-- Start of ENTRIES --

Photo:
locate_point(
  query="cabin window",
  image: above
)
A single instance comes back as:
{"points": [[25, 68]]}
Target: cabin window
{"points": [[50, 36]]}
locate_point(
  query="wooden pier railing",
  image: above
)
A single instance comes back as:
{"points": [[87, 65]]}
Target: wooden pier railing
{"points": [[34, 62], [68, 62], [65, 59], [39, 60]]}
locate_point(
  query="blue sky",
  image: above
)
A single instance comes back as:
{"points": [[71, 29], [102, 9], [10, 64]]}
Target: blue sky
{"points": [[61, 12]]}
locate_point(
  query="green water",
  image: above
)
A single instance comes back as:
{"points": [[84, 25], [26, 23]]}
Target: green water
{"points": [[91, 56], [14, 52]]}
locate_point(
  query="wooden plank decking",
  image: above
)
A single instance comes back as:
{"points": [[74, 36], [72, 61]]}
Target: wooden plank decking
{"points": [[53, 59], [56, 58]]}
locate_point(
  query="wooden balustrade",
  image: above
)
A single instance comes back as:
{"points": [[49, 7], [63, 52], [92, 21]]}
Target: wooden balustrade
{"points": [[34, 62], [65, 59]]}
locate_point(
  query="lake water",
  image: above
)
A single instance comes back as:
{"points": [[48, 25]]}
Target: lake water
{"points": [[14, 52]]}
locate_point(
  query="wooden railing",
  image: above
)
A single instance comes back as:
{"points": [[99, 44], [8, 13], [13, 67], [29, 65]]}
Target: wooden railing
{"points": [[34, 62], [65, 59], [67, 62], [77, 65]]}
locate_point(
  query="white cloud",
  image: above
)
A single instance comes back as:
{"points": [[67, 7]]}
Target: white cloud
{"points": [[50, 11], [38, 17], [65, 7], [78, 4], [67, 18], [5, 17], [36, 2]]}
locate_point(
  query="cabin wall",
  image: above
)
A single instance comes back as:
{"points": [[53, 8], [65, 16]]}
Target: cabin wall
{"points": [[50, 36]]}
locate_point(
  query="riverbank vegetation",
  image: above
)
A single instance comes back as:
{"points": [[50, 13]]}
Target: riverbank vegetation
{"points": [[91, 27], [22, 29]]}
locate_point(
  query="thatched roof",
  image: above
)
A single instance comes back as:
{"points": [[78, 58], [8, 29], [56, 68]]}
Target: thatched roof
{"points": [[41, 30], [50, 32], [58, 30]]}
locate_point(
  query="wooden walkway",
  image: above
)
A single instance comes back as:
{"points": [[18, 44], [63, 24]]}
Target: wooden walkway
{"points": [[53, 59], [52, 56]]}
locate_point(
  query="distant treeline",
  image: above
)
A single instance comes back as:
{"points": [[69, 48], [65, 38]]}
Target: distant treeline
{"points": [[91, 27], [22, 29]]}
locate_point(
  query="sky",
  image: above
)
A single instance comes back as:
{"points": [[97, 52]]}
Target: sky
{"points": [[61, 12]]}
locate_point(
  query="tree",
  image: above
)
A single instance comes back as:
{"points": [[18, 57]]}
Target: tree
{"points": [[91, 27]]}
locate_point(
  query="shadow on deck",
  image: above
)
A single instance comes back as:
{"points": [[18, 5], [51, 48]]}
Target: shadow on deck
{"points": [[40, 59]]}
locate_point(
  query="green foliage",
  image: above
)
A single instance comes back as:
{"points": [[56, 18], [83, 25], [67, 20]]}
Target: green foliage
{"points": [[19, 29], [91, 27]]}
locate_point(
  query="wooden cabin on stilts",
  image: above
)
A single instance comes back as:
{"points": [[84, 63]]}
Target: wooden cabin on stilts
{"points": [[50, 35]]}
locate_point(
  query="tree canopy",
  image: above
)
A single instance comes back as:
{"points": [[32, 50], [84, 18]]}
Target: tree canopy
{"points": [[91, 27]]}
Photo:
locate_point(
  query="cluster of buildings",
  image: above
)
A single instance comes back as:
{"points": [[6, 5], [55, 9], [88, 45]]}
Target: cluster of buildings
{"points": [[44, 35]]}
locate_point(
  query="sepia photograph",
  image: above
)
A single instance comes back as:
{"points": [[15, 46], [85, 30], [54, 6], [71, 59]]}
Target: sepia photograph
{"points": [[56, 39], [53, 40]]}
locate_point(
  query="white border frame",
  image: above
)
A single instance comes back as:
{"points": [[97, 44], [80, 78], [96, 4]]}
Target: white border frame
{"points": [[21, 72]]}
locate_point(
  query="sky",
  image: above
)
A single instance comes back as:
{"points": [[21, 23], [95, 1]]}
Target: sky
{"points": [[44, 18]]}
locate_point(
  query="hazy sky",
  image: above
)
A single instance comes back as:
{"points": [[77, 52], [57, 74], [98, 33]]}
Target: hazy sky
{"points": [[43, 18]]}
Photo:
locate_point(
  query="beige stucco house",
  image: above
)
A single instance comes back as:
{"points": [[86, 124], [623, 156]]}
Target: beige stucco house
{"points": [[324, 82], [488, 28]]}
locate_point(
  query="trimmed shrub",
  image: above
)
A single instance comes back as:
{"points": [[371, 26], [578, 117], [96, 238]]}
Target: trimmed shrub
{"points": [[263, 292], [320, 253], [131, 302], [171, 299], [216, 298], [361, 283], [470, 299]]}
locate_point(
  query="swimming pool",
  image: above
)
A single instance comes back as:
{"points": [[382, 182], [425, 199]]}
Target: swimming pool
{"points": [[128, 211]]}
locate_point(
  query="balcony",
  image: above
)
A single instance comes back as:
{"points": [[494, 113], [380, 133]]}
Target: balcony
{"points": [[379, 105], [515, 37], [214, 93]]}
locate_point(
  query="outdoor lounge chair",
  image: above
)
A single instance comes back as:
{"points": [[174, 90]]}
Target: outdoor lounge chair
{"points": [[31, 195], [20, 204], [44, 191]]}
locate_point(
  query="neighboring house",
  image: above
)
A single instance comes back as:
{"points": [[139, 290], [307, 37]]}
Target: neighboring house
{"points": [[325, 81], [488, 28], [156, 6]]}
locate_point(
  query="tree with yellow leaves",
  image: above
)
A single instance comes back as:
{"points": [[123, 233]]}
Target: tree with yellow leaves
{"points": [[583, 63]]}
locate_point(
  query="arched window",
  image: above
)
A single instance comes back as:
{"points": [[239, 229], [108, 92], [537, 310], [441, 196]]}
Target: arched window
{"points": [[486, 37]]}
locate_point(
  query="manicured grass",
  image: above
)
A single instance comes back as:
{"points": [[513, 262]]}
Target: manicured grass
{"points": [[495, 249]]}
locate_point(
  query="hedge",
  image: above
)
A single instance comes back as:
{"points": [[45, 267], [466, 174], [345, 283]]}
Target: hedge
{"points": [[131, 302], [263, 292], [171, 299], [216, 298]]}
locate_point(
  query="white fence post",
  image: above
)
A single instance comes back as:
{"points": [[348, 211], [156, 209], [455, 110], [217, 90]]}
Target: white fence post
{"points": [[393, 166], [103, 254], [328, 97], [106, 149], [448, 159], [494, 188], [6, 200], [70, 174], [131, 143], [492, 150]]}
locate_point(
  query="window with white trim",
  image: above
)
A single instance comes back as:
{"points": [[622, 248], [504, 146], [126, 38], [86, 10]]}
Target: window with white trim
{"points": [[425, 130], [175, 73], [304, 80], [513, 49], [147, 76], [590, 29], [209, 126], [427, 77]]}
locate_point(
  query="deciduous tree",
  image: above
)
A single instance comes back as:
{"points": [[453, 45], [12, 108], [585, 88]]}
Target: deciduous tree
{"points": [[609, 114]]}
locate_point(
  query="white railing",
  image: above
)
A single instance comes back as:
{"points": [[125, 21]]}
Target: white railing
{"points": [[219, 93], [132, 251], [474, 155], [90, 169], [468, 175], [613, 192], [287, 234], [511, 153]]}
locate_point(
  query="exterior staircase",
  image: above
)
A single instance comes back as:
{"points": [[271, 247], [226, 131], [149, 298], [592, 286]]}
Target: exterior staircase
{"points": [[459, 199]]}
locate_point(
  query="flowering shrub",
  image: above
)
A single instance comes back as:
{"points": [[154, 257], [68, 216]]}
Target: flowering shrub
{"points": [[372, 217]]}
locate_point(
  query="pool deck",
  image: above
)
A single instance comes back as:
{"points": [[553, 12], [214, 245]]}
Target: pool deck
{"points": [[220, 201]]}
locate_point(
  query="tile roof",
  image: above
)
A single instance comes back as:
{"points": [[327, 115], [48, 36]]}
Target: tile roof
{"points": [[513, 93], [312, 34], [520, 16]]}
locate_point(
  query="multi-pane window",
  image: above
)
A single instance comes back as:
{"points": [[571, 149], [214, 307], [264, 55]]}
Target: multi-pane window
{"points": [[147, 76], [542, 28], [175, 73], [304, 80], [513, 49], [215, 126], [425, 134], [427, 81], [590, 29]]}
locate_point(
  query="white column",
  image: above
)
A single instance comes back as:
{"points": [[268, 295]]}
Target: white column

-- End of ENTRIES --

**WRITTEN TASK:** Report each line of the records above that contains the word "pool", reproducing every such line in full.

**COMPLETED EXERCISE:**
  query="swimming pool",
Target: swimming pool
  query="pool deck",
Target: pool deck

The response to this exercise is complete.